Reproduce every one of the entries below word for word, from the first line to the last.

(Excerpt from a dataset)
_ _ _
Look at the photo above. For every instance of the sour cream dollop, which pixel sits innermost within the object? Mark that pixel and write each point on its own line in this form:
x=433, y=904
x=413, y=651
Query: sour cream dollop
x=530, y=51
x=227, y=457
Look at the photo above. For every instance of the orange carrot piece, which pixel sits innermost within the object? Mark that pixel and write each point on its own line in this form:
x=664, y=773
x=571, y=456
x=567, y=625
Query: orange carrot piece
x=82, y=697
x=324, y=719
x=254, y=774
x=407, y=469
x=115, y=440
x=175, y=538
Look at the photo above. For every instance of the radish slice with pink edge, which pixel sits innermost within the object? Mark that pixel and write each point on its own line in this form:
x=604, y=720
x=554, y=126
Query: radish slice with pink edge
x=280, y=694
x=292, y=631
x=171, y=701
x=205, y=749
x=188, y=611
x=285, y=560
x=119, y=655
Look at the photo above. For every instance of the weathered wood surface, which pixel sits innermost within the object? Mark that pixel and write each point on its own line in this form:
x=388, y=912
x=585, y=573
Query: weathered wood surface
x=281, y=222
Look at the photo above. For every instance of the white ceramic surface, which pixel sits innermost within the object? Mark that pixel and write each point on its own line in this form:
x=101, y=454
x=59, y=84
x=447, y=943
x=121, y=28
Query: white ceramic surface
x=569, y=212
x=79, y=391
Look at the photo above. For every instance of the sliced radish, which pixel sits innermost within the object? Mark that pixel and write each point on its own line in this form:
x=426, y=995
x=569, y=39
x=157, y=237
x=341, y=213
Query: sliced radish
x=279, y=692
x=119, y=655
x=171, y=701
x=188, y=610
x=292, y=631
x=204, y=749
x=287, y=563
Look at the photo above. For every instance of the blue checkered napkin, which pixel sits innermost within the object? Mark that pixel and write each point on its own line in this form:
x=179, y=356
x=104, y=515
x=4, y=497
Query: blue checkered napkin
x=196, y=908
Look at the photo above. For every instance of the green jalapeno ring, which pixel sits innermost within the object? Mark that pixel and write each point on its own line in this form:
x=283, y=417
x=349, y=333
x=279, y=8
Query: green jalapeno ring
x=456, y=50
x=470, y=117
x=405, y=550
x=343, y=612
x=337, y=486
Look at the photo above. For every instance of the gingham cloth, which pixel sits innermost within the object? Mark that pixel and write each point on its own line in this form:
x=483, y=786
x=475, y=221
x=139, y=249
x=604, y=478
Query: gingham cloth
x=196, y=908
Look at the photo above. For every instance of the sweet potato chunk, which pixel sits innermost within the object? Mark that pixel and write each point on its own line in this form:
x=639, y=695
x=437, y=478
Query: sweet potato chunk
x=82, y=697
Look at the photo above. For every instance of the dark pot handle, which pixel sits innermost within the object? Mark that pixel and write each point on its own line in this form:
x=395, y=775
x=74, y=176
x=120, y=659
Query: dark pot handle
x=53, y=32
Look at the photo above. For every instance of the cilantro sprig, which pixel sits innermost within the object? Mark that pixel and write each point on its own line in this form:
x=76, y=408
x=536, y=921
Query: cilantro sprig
_ _ _
SOLUTION TO THE PROBLEM:
Look at the photo above. For every instance of the sour cream dollop, which pixel sits innermost within the object? Mark that pixel and write each point on its own line in this form:
x=433, y=904
x=413, y=651
Query: sour cream dollop
x=530, y=51
x=227, y=457
Look at the photo above. For every instance of the orange carrot piece, which pixel sits innermost within the object? Mark that pixel and write each point on its own line in this form:
x=664, y=773
x=571, y=456
x=567, y=625
Query: orange carrot piece
x=82, y=697
x=324, y=719
x=254, y=774
x=407, y=469
x=115, y=440
x=175, y=538
Look at the photo above. For every instance of the radish slice with pink edge, which pixel sits innermost within the object? Mark that pixel and write each point on its own line in this form:
x=604, y=720
x=554, y=126
Query: radish slice with pink edge
x=280, y=694
x=292, y=631
x=171, y=701
x=205, y=749
x=188, y=611
x=285, y=560
x=119, y=655
Look at the photo above. For every instance of the weathered wood surface, which pixel sits innermost within the object? Mark that pixel and write each point on its own line in this form:
x=388, y=912
x=585, y=573
Query: weathered wood surface
x=281, y=222
Look at the photo above. For every instance of the white ceramic surface, which pixel sits innermost within the object? Mark that pixel and write each point on its own line in this form:
x=101, y=454
x=59, y=84
x=447, y=943
x=121, y=28
Query: white ceramic surface
x=569, y=212
x=79, y=391
Look at the photo above. For every instance of the sliced radish, which pixel sits innermost within the object? Mark that pixel and write each point on its own line in this form:
x=426, y=995
x=569, y=39
x=157, y=237
x=341, y=213
Query: sliced radish
x=279, y=692
x=119, y=655
x=171, y=701
x=188, y=610
x=292, y=631
x=204, y=749
x=287, y=563
Look at the photo above. For every instance of the blue checkered napkin, which pixel sits innermost within the object? Mark that pixel and write each point on its own line in this form:
x=179, y=356
x=104, y=515
x=4, y=497
Query: blue checkered napkin
x=196, y=908
Look at the photo above. For every instance of the green jalapeno ring, which pixel sits innermost within the object? Mark that pixel and write each point on its own line in this form:
x=283, y=417
x=349, y=333
x=279, y=8
Query: green jalapeno ring
x=456, y=50
x=470, y=117
x=405, y=550
x=343, y=612
x=337, y=486
Look at the photo above. For every instance of the gingham cloth, which pixel sits innermost within the object? Mark that pixel and write each point on its own line in this form:
x=483, y=786
x=475, y=221
x=139, y=249
x=604, y=478
Query: gingham cloth
x=196, y=908
Look at the photo above. For every instance of the sweet potato chunk, which pixel sits innermost within the object? Mark that pixel and write each point on its own line in this form:
x=639, y=695
x=437, y=478
Query: sweet potato chunk
x=82, y=697
Look at the photo above. For every instance of the dark pot handle, which pixel sits innermost within the object? Mark that pixel and write each point on its own line in this form:
x=395, y=775
x=74, y=176
x=120, y=659
Query: dark pot handle
x=53, y=32
Look at the photo above. For every instance of the cilantro sprig, which pixel sits innermost within the object? Mark that pixel and write each point on its own line in this form:
x=76, y=408
x=536, y=921
Query: cilantro sprig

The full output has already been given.